__DOCUMENT SEGMENT__.
--------------------------------------------------

The research team developed a "genetic screen" to look for genes involved in nerve regeneration. They mutated a worm gene that produces a protein named beta spectrin, which helps keep nerve cells flexible. Mutant worms lacked beta spectrin, so their nerves broke as they crawled around a culture dish.
Te scientists used a method named RNA interference to suppress the functioning of 5,000 of the 20,000 worm genes - one at a time. People also have those 5,000 genes.
Each gene was "knocked down one by one, and we looked for the loss of the ability to regenerate," Nix says.
The researchers were able to watch nerves regenerate - or not - because they had placed a jellyfish gene in the worms, which made the worms' nerve cells glow fluorescent green - easy to see when observed under a microscope.
They found the dlk-1 gene was crucial for regeneration because every time the scientists blocked it, nerve regeneration was halted.
More than One Way to Regenerate a Neuron
After identifying dlk-1, the biologists determined the effects of other genes on regeneration, allowing them to "map" genes and proteins involved in the regeneration pathway. The "core" of this pathway - including dlk-1 and three other genes - "activates this entire program of regeneration," Bastiani says.
"One of the coolest things is we can improve regeneration," Nix says. "We originally looked at loss of this gene, dlk-1. The loss blocks regeneration. We can cut the nerve in these mutants and they don't regenerate. So we see worms with nerve stumps that don't do anything. But when we overproduce dlk-1 - make an excess amount of it - then we see an improvement in regeneration."

--------------------------------------------------

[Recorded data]
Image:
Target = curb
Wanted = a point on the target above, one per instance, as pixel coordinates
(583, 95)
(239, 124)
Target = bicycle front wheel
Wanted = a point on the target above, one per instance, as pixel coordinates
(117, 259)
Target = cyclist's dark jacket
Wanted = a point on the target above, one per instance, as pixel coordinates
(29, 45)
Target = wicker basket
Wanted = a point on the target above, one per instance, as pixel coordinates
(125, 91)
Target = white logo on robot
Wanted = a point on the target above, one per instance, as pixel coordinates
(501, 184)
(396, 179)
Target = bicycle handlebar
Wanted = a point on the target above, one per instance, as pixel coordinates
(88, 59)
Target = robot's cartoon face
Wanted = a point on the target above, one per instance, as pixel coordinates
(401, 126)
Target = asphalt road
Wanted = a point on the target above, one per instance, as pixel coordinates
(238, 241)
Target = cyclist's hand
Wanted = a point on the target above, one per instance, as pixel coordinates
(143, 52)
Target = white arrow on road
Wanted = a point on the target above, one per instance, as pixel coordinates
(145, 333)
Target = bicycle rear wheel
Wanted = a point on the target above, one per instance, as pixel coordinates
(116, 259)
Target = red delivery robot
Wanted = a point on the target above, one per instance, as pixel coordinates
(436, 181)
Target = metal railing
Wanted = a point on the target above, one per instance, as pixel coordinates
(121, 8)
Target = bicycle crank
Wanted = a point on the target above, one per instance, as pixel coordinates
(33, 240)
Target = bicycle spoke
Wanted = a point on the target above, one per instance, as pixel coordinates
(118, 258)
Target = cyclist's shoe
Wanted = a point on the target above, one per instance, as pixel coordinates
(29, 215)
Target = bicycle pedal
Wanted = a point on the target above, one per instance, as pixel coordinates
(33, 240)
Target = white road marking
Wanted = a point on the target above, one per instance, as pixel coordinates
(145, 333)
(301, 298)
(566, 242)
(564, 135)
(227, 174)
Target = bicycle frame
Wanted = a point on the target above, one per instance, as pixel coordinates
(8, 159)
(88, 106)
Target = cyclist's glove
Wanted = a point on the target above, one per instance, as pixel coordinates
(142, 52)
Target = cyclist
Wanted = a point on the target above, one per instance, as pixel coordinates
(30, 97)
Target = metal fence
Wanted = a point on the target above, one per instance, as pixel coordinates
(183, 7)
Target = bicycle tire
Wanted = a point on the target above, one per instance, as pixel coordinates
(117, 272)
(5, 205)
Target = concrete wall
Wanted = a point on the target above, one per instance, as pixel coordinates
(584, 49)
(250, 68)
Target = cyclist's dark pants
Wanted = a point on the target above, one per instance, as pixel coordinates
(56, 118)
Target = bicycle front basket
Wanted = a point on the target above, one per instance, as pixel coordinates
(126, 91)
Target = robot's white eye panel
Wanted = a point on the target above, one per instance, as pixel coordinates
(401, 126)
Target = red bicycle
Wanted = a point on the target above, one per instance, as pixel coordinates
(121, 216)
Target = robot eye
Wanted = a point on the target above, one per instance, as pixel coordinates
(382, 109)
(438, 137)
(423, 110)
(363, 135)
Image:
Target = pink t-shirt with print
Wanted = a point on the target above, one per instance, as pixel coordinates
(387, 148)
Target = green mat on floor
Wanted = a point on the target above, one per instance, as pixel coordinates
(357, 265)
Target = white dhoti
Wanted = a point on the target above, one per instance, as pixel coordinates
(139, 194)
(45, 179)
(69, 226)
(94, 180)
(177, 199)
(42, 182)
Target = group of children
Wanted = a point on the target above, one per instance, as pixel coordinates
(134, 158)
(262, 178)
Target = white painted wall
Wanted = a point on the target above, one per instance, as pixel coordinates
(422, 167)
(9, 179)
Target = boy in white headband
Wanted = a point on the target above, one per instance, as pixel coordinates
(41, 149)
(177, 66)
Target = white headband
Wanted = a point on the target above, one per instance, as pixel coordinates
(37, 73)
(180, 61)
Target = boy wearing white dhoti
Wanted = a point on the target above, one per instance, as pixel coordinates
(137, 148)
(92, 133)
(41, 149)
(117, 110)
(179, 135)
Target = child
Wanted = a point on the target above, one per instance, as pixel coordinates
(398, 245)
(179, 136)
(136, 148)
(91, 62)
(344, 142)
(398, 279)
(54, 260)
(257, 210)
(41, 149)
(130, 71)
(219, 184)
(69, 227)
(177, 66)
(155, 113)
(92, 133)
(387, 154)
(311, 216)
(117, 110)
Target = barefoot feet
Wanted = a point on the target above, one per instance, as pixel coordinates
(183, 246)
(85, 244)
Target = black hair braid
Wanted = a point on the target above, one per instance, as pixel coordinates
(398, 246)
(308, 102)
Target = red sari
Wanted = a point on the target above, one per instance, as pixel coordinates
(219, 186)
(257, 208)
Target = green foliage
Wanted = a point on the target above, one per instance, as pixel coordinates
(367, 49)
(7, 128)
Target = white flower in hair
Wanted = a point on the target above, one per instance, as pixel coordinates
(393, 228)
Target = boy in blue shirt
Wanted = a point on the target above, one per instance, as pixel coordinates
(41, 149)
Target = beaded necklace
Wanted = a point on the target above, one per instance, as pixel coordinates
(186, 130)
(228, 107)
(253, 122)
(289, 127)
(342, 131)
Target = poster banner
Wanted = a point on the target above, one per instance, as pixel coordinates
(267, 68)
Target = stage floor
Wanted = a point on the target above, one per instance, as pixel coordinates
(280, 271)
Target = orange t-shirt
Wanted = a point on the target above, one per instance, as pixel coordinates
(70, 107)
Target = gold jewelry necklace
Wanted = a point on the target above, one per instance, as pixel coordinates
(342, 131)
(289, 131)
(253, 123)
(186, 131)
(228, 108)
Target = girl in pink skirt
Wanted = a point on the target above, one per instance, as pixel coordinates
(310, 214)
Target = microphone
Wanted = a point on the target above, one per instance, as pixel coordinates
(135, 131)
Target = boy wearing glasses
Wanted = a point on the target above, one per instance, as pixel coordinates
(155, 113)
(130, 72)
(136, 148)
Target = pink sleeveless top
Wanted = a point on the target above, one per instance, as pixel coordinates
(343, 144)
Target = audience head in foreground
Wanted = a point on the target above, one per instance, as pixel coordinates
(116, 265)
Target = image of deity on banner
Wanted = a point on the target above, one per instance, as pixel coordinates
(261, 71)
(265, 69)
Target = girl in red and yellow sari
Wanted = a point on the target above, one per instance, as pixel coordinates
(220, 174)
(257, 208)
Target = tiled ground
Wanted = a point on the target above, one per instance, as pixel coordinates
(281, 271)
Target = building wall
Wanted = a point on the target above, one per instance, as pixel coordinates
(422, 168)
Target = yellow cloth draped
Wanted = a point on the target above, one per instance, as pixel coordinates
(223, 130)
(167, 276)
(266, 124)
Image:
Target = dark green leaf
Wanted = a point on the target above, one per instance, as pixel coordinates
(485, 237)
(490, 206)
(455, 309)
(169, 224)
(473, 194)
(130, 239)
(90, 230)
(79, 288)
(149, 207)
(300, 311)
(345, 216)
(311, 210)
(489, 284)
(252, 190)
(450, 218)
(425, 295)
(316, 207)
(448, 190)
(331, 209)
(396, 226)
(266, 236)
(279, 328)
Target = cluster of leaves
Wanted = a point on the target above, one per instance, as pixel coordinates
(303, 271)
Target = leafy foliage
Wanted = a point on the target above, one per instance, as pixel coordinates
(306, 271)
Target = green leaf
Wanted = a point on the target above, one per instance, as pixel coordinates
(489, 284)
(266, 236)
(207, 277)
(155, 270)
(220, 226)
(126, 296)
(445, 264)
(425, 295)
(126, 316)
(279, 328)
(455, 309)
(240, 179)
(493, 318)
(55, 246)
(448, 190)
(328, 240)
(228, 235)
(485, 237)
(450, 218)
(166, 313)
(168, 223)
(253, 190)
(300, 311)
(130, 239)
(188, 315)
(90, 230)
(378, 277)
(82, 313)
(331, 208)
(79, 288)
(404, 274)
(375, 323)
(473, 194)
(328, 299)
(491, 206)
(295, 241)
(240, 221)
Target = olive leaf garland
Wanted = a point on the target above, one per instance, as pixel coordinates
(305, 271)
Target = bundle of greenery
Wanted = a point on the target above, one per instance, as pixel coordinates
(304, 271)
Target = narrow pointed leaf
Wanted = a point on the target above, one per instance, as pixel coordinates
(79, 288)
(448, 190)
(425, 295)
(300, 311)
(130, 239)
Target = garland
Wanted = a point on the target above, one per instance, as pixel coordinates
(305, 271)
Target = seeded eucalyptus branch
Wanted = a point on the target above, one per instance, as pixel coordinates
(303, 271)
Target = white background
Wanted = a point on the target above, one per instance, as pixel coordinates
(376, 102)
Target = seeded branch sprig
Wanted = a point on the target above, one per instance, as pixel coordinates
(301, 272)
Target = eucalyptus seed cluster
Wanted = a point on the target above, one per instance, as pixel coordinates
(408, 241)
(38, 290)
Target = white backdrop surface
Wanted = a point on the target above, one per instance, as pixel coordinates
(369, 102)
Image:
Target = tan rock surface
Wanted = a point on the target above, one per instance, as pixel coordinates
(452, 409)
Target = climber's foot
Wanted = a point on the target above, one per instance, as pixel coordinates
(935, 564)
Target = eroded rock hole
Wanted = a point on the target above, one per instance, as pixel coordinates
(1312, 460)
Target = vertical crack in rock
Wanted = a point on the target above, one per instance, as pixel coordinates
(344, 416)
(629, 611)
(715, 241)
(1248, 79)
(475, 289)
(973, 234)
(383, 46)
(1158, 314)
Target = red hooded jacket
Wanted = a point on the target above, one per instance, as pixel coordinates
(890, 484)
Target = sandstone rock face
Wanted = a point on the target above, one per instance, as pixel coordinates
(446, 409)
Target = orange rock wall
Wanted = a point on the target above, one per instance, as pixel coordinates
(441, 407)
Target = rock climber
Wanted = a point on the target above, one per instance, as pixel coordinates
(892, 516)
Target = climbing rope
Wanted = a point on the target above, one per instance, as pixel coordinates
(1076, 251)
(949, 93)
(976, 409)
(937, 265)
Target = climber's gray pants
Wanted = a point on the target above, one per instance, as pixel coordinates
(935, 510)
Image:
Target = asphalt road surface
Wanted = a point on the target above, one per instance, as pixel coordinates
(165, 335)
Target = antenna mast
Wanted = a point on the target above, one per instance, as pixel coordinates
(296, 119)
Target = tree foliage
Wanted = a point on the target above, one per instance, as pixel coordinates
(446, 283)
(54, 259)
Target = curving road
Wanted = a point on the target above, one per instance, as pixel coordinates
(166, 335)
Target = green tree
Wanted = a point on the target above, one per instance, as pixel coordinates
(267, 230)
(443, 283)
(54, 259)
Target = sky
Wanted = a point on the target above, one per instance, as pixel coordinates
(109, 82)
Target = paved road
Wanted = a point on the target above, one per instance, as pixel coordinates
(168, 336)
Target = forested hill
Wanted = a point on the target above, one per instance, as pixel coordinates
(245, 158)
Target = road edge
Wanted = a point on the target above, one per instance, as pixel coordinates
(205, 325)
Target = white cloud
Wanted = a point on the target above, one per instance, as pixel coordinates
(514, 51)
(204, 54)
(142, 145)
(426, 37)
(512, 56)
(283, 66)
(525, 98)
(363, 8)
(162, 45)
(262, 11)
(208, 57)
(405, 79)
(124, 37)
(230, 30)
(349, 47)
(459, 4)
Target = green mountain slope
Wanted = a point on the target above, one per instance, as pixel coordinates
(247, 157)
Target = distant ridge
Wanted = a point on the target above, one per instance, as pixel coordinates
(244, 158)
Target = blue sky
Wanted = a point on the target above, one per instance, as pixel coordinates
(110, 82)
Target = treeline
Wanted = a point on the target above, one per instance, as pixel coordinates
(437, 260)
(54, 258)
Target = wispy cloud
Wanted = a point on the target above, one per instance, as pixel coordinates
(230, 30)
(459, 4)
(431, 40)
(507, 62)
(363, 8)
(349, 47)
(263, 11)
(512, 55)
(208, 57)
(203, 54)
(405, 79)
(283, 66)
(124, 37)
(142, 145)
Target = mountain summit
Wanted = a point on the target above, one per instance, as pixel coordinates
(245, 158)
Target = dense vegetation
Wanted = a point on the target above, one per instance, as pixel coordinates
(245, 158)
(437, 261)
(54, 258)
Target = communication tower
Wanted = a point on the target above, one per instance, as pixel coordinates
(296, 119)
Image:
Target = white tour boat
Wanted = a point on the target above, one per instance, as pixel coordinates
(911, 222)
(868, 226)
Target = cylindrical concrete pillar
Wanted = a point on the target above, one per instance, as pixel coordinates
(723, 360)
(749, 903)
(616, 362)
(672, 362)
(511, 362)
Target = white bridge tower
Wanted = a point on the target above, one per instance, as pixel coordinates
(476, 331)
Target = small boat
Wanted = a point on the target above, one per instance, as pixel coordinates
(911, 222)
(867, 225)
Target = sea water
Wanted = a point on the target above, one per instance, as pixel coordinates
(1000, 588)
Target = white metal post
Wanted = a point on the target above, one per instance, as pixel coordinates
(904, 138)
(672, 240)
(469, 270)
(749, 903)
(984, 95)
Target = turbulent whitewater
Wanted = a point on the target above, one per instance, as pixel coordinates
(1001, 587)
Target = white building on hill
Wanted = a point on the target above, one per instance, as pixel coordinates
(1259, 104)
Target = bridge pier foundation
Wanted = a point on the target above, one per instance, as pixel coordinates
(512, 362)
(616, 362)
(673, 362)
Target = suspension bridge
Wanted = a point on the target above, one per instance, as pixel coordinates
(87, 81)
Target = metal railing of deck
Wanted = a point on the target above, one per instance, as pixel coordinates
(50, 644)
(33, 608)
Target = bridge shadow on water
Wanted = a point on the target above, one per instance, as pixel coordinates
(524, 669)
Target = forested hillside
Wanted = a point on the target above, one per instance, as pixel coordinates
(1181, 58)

--------------------------------------------------

__YOUR TASK__. Pick up the text on worm nerve regeneration after its last sentence and carry it forward.

__RESULT__.
Jorgensen - an investigator with the Howard Hughes Medical Institute - says that "normally, young worms regenerate really well; old worms don't regenerate at all. What we can do by overexpressing dlk-1 is make old worms regenerate like young worms."
The chain of events the researchers identified as playing an essential role in nerve regeneration is known as a "MAP kinase pathway." Various MAP kinases play roles in cell division, response to stress, and cell specialization, Jorgensen says.
The pathway discovered in the new study "is unique in that it is not used by the nervous system during normal embryo development, yet it is absolutely required for regeneration," Bastiani says. "Most of us believed that virtually everything we found in regeneration also would be involved in development. So it is surprising."
He says while the dlk-1 gene is the most obvious target for new drugs to stimulate nerve regeneration, other genes in the pathway also could be potential targets.
Caution Urged as Hopes Have Been Dashed Before
Bastiani and Jorgensen say the new findings are particularly promising because another approach to spurring regeneration has failed to yield fruit.
About two decades ago, other researchers discovered that molecules in glial cells - which physically support nerve cells in the brain - inhibit regeneration of nerve cells in adult organisms.
Scientists "have hoped for many years that by being able to eliminate these molecules that inhibit regrowth, that we would be able to stimulate nerve regeneration," Jorgensen says. Mice treated with that approach so far have showed only mild improvement in nerve regeneration, says Bastiani.
Yet, the study found possible impediments to the new approach. To trigger regeneration, the DLK-1 protein (produced under orders from the dlk-1 gene) "has to act around the time of injury," Bastiani says. "This might be a real problem because, as a drug target, there might be a time window in which you have to activate this pathway to stimulate regeneration after a spinal cord injury."
If worms and other animals have genes like dlk-1 that can enhance nerve regeneration, why are those genes normally inactive or only somewhat active?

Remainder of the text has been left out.